■ Written instruction
Copy the items from their start up to and including the line containing "[(224, 326), (130, 348)]", requests included. Scale every coordinate in the recorded points by 0.2 and round to whole numbers, with halves rounded up. Leave the sample coordinates in the requests unchanged.

■ Extracted records
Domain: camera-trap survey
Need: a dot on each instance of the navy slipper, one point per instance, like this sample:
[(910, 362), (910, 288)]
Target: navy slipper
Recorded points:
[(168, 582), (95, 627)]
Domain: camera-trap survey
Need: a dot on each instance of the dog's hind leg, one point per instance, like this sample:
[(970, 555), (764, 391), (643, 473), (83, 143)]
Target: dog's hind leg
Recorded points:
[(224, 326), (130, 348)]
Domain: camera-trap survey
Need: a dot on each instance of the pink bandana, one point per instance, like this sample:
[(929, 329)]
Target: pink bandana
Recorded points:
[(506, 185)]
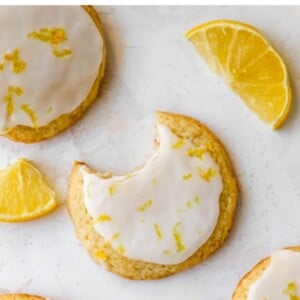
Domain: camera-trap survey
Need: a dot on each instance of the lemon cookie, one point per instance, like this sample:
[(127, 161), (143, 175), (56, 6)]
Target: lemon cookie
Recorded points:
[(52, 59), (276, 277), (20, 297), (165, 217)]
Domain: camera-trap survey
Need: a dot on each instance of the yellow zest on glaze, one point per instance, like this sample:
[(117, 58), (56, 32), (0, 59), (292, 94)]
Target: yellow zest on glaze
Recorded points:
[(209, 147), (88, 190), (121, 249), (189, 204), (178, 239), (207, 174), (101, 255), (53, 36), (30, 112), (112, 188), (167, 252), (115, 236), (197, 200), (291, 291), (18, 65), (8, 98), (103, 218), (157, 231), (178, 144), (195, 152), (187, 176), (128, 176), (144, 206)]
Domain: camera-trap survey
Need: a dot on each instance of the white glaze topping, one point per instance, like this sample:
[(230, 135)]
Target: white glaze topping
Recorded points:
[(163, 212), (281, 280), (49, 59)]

■ Result
Domain: camera-trap survey
Need: a dot on each instance of the navy slipper, one point per instance, like this sample:
[(910, 362), (910, 288)]
Target: navy slipper
Recorded points:
[(34, 116), (19, 125)]
Domain: camera-trap survey
Need: a dot on each instance of the dog's hind leg, one point per instance, like this sample:
[(970, 555), (764, 391), (643, 473), (83, 143)]
Target: dog's hind leg
Recorded points:
[(45, 65), (26, 70)]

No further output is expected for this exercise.